-- Task input --
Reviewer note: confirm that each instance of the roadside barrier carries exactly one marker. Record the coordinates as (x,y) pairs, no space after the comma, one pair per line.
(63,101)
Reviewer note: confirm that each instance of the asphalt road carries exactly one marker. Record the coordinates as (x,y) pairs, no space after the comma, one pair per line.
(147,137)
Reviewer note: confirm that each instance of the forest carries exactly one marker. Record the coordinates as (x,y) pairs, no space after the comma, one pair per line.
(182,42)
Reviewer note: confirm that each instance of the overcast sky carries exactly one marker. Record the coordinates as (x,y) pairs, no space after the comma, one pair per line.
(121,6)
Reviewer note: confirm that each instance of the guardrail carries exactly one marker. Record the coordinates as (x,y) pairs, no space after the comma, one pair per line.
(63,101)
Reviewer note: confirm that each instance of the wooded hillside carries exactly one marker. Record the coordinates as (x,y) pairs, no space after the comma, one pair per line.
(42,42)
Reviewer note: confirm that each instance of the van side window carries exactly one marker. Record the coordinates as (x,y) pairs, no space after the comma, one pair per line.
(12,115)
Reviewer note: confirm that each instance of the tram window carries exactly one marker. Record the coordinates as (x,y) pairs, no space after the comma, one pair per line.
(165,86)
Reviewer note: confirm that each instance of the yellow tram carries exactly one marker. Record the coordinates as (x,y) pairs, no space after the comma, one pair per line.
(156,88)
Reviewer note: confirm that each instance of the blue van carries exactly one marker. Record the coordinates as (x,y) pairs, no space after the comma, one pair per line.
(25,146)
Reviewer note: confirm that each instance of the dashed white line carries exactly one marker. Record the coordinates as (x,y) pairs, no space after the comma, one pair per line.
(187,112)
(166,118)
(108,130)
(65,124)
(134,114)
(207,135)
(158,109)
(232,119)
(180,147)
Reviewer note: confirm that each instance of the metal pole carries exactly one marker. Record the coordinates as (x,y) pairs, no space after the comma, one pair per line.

-- Problem requirements --
Reproduce the listing above line for line, changing nothing.

-- Result of the exercise --
Reviewer note: confirm that each instance of the roadside barrier carries exactly one marker. Record the coordinates as (x,y) pairs, no space after the comma, one pair per line.
(63,101)
Reviewer note: confirm that each instance of the asphalt road carries exactly one marker. Record the coordinates as (x,y) pairs, no space after the comma, one pair per line.
(147,137)
Reviewer note: confirm that each instance of the forest carries exactly one marker. Record the coordinates as (x,y) pairs, no space after the comma, one pair per line.
(182,42)
Reviewer note: confirm that each instance of the overcast sky carries exactly one marker. Record the coordinates as (x,y) pairs, no space after the comma, one pair per line.
(121,6)
Reviewer note: confirm that each instance of the guardrail carries exactly one marker. Record the coordinates as (x,y) pairs, no space after the comma, one pair per line.
(63,101)
Reviewer note: confirm that each instance of the wooded hillside carries exactly one marker. Record the coordinates as (x,y) pairs, no space after the comma, one pair per line.
(42,42)
Reviewer note: confirm that each instance of the van side window carries exactly one marker. Record the coordinates as (x,y) pairs, no space after the comma, one pair per line.
(12,115)
Reviewer note: confirm that each instance of the tram window carries exactly one marker. Record the coordinates as (x,y) pairs, no space after the comma, one pair per line.
(165,86)
Reviewer note: confirm that each instance of the yellow tram carries exactly one marker. Record the coordinates as (x,y) pairs, no space after the comma, one pair per line.
(156,88)
Reviewer note: confirm that each instance of the blue van carries exactly one marker. Record the coordinates as (x,y) pairs, no space after the comma, one pair per line.
(25,146)
Reviewer note: confirm that each instance of the dashed white line carries exactly one marker. Record the coordinates as (x,y) pairs, no space after the comma, one pair per line.
(187,112)
(166,118)
(108,130)
(65,124)
(134,114)
(207,135)
(158,109)
(232,119)
(180,147)
Reviewer note: confirm that each instance of the metal pole carries exactly one marker. Record the coordinates as (x,y) pairs, no space after the comma, one pair per line.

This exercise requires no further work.